## CHALLENGE
How many lines in the material below contain the string "rider"? Count them and reply with the number alone.

START RECORDED DATA

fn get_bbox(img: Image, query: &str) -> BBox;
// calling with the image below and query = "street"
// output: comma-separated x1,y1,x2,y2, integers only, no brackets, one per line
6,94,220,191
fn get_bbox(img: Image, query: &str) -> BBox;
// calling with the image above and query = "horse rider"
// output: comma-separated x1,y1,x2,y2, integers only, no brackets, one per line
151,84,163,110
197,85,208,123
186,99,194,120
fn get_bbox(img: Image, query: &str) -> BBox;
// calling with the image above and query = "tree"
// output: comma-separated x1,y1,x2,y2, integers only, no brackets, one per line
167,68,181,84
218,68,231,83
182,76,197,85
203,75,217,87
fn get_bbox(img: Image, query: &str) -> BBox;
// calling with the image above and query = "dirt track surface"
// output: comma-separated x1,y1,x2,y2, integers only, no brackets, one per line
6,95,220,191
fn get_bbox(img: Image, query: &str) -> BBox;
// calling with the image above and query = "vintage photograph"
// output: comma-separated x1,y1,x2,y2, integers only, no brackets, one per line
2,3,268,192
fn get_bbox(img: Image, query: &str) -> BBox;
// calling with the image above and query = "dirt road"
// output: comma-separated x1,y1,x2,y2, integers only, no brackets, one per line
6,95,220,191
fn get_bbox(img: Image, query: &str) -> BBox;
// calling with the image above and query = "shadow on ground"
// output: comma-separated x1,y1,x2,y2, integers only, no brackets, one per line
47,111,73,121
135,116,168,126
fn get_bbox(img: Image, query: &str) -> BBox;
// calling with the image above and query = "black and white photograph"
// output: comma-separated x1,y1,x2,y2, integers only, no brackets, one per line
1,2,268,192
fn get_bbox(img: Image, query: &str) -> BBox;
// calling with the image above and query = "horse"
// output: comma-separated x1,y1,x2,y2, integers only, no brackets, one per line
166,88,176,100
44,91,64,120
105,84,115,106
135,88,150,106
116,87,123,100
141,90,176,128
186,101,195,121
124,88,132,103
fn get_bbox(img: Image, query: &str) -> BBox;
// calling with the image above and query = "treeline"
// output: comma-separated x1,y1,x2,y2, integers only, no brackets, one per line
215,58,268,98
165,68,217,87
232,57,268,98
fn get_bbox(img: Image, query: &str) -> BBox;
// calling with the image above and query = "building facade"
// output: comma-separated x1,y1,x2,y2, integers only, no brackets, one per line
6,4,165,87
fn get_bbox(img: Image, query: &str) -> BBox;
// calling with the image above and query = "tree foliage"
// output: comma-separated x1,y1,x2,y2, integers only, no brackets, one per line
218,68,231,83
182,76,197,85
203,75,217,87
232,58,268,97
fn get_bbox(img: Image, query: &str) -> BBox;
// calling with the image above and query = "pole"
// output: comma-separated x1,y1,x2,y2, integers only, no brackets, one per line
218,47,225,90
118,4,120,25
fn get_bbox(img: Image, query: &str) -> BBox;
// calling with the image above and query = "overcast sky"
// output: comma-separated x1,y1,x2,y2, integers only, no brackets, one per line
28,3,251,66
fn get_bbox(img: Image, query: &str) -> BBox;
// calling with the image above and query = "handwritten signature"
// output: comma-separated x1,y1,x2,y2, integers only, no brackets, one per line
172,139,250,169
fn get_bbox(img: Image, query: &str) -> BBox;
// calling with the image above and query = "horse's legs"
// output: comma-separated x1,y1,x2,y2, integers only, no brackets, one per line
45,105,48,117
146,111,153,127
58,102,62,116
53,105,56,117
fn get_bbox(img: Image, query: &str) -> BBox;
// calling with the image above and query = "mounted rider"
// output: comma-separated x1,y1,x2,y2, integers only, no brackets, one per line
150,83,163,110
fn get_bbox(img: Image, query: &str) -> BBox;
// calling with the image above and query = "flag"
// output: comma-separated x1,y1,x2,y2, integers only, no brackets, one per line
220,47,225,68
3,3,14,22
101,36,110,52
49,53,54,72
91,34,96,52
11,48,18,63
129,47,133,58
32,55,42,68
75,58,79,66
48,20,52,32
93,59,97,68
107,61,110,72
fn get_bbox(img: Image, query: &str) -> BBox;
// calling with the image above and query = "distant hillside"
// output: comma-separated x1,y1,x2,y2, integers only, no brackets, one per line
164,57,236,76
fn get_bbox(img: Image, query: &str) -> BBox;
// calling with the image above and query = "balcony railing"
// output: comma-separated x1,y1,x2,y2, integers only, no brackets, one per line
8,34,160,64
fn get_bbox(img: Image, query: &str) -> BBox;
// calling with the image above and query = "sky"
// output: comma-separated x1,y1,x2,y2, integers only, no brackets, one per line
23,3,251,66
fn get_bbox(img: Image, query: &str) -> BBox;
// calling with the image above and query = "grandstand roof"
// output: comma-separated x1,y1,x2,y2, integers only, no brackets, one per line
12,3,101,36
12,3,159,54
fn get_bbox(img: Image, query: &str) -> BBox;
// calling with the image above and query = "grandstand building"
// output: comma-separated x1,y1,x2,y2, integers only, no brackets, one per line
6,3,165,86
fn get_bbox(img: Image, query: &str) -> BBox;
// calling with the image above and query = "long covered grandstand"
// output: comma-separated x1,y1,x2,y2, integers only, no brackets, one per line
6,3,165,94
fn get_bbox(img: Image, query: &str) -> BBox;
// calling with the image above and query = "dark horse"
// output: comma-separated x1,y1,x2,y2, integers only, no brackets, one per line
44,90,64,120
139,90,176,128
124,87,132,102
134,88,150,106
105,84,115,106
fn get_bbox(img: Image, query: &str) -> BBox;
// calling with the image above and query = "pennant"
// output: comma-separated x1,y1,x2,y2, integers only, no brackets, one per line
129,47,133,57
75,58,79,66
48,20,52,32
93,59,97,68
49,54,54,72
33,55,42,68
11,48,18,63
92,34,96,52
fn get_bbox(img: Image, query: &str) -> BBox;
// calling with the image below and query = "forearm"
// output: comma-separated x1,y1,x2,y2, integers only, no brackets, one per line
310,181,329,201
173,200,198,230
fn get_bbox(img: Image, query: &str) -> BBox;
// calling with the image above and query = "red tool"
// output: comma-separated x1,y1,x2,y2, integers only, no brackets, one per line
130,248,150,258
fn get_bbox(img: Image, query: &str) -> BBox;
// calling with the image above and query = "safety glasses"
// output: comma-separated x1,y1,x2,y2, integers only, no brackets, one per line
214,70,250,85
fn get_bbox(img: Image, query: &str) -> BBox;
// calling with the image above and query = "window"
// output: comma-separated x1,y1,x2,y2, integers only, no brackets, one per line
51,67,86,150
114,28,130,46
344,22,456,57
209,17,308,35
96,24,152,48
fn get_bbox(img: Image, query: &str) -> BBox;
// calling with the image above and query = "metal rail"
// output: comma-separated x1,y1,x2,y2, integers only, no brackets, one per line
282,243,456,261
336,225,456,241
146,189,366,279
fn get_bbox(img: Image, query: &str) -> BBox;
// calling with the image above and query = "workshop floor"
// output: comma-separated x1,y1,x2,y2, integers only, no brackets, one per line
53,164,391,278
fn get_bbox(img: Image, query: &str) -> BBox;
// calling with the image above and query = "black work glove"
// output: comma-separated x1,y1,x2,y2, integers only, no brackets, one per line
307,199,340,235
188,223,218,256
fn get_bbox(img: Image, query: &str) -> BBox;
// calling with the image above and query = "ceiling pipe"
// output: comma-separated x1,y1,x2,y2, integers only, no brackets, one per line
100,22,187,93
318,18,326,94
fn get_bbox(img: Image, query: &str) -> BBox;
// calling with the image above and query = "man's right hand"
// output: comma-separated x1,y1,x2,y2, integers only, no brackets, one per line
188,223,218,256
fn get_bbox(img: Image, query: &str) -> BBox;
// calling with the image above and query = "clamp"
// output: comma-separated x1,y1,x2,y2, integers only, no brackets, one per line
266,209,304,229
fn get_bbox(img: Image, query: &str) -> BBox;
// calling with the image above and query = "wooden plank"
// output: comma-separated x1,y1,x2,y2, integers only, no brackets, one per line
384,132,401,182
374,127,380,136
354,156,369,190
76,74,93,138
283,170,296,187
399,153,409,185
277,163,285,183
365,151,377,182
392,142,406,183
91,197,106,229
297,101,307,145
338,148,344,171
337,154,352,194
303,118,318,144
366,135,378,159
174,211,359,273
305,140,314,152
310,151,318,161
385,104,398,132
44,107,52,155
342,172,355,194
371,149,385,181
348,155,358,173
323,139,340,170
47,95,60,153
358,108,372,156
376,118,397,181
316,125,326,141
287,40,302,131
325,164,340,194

END RECORDED DATA
START RECORDED DATA

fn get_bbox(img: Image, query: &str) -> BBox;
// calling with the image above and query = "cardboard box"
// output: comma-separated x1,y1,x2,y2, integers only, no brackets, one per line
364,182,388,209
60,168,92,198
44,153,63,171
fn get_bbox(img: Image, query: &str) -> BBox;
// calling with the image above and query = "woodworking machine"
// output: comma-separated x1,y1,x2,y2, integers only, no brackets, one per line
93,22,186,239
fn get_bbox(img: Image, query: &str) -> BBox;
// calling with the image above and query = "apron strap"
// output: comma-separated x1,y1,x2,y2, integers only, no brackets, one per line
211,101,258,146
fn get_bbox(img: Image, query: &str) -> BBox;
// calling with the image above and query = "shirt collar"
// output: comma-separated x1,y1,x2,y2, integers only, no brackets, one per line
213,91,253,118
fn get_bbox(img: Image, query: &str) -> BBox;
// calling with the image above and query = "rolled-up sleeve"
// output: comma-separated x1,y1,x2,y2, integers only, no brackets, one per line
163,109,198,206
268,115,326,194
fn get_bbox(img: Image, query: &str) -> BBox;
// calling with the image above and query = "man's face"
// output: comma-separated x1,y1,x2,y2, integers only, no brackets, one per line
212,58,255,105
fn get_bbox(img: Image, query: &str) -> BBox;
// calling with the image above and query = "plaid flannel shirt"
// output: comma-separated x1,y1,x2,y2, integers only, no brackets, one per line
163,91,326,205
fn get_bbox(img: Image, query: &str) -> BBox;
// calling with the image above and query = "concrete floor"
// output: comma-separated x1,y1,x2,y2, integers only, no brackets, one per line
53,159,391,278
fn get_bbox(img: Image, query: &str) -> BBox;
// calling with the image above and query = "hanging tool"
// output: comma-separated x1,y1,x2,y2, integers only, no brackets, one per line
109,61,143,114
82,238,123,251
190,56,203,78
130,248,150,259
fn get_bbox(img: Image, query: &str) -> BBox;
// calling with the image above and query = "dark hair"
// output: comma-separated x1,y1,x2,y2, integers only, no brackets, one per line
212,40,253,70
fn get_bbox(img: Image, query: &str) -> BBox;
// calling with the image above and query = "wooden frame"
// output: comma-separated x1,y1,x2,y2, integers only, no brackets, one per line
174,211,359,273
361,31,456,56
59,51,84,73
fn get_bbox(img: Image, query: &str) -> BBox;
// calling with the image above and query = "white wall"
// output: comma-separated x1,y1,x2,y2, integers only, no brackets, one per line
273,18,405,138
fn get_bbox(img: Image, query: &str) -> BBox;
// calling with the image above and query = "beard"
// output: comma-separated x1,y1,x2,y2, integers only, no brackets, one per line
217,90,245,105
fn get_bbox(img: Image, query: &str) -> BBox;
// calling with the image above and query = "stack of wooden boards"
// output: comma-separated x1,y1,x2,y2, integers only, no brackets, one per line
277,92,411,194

END RECORDED DATA

## TASK ANSWER
2